▶ _EXERCISE BRIEF_: Return each of the lines below that contains the string "throw". Case matters.

▶ _EXTRACTED DATA_:
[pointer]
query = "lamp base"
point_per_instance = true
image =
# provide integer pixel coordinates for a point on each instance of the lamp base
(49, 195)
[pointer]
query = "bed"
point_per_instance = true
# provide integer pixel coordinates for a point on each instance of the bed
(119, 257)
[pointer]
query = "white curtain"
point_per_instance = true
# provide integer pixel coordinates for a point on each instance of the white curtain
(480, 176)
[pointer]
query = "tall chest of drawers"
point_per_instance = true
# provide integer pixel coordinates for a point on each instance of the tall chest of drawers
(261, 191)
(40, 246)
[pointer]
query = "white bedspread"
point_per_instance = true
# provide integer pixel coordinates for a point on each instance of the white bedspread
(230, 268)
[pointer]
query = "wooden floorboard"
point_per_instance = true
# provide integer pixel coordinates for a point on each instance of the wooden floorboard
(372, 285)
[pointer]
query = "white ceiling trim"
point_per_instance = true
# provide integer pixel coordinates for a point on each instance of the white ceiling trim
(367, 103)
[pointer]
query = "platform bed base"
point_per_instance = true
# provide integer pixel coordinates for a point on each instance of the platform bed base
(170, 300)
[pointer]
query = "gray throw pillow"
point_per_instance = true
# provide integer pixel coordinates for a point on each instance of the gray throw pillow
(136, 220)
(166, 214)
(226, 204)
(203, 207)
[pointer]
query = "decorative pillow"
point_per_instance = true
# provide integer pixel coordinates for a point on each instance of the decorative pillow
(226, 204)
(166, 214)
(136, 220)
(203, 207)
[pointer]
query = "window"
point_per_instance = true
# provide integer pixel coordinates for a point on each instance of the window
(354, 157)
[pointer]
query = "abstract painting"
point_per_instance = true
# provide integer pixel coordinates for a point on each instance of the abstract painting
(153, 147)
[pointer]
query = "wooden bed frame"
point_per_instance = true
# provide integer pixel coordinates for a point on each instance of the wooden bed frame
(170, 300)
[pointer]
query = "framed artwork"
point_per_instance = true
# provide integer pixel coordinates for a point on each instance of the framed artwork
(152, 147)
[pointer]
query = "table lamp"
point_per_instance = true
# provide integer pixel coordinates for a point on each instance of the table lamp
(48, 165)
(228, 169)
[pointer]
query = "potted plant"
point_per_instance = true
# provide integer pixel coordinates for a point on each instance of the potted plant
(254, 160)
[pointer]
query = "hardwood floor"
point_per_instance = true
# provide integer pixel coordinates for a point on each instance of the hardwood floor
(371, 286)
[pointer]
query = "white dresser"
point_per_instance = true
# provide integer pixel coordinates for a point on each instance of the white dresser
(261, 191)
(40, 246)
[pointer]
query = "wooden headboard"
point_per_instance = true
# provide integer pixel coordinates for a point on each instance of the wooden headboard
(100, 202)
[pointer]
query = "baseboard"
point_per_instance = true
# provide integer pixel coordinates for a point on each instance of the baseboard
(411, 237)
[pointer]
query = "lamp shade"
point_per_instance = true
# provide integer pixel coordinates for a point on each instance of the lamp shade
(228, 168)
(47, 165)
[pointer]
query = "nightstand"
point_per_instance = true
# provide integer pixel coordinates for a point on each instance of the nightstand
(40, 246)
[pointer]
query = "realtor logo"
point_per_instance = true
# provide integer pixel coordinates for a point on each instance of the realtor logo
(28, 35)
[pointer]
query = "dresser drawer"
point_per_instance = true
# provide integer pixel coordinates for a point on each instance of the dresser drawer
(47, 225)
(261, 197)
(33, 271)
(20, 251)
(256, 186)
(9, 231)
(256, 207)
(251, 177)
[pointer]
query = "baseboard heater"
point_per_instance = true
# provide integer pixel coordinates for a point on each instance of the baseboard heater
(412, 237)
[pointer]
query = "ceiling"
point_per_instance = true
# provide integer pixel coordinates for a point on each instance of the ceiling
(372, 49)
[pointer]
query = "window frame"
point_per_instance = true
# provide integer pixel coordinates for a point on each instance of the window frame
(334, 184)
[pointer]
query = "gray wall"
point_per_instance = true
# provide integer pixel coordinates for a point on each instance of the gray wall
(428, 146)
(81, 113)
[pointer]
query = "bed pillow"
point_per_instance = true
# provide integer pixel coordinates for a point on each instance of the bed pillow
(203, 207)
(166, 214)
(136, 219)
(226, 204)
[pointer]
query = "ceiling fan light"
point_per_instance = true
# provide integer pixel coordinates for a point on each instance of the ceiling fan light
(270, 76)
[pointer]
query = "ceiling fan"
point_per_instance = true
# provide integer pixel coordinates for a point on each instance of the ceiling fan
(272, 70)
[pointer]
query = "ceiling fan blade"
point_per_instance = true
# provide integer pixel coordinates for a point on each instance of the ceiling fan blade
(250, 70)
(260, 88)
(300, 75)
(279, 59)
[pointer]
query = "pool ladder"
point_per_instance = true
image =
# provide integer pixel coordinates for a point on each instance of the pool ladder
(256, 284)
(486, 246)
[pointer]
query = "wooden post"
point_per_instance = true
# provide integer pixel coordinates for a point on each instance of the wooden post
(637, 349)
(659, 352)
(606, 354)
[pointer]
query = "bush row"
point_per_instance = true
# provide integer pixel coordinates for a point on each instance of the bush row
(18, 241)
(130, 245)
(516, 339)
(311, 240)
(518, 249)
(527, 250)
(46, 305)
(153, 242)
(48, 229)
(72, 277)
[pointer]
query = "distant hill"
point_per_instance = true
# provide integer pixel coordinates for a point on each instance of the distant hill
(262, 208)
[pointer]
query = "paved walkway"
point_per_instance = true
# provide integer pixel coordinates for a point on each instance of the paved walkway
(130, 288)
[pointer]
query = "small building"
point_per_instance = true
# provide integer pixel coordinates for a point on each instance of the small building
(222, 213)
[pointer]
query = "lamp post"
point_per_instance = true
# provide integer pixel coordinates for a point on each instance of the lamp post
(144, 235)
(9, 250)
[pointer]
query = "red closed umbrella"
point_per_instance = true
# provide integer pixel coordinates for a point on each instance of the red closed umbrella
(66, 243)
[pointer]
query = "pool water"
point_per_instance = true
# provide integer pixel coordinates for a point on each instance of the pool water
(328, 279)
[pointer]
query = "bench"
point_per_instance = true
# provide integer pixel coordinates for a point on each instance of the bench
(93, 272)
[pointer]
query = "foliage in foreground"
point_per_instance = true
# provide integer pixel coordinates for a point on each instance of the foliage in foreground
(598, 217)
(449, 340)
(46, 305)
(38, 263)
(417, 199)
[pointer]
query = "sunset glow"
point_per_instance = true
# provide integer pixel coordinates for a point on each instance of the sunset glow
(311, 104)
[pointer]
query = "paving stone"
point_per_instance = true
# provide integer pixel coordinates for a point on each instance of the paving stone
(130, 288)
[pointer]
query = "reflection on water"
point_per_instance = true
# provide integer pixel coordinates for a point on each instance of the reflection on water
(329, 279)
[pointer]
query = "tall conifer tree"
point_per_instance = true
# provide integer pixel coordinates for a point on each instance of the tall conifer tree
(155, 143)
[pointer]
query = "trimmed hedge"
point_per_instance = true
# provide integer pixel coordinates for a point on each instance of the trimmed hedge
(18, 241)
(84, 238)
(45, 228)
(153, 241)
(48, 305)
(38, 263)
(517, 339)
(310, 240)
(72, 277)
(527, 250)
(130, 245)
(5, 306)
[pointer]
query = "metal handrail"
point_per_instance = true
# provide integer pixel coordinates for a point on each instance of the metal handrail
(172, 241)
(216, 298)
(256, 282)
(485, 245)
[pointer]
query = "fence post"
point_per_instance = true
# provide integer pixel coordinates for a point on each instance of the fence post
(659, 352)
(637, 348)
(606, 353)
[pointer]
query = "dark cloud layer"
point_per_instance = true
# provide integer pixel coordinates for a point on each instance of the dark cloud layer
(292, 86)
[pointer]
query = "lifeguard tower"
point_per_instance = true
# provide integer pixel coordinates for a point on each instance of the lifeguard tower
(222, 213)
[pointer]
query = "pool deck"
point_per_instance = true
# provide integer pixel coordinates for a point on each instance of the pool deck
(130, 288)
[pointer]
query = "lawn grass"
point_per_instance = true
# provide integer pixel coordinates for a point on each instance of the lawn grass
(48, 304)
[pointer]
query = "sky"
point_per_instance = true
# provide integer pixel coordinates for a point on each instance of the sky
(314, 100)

▶ _IN RESPONSE_:
query = "gray throw pillow"
# provide integer pixel coordinates for a point on each instance of the gray throw pillow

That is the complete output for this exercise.